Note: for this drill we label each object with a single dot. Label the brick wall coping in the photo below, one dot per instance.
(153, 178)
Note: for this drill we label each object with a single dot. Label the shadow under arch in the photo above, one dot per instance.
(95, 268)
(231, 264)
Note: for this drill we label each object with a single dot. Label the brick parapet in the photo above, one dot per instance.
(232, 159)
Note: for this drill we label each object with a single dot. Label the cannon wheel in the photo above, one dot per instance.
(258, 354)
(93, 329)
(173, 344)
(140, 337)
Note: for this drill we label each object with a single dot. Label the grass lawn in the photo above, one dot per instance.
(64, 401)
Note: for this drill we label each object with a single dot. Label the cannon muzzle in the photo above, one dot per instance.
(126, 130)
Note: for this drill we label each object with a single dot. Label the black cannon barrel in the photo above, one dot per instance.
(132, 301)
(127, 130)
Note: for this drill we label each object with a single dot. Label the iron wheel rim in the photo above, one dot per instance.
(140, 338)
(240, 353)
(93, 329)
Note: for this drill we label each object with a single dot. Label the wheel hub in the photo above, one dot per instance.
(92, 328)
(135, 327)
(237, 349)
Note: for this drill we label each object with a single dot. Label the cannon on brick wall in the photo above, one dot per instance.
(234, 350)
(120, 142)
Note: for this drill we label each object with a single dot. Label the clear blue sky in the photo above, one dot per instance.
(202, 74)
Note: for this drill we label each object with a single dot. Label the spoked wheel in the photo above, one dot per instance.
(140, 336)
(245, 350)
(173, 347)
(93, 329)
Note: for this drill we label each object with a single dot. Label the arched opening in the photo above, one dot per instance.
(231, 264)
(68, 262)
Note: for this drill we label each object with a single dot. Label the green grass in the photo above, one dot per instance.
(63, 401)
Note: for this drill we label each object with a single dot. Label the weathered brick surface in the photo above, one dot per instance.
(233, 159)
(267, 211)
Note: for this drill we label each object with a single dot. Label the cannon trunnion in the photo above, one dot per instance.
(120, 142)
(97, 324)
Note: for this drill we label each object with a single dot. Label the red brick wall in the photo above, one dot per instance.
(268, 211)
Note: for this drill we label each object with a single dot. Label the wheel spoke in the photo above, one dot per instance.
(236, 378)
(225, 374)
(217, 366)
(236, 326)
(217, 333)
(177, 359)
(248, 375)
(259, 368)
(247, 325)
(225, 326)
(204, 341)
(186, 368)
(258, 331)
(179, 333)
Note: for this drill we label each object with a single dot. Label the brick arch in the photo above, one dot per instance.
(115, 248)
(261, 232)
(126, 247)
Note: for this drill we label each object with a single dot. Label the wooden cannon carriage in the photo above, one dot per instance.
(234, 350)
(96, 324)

##############################

DIRECTIONS: All lines from the one that contains "Label the spoked" through the end of the material are to be quoted exactly, with both ends included.

COMPLETE ANSWER:
Note: for this drill we label each object with a single dot. Label the spoked wheel in the photo above, one dot per instance.
(140, 336)
(245, 350)
(173, 347)
(93, 329)
Note: for this drill we label each object with a single dot. Label the arched opening in the photo above, one dot per instance.
(231, 264)
(68, 262)
Note: for this drill we label each object with a single dot. Label the green grass in the photo above, one dot per instance.
(63, 401)
Note: for this drill we label each object with a single dot. Label the weathered brick surface in the photo above, one dot per instance.
(233, 159)
(267, 211)
Note: for this drill we label each object with a single dot. Label the cannon trunnion in the photo above, one dot per instance.
(120, 142)
(97, 324)
Note: for this drill we label each object with a single dot. Label the red brick wall in the photo above, one dot per instance.
(268, 211)
Note: for this drill we label each object with a single dot. Label the wheel spoke in the photo above, one dot per instance.
(236, 378)
(225, 374)
(217, 366)
(236, 326)
(217, 333)
(177, 359)
(248, 375)
(259, 368)
(247, 325)
(225, 326)
(204, 341)
(186, 368)
(258, 331)
(179, 333)
Note: for this drill we label each object with a single dot. Label the brick arch in the photo above, one dot per instance.
(115, 248)
(261, 232)
(126, 247)
Note: for this drill we label each object with a single dot. Label the wooden cannon carriage in the photo above, one dot per instance.
(234, 350)
(96, 324)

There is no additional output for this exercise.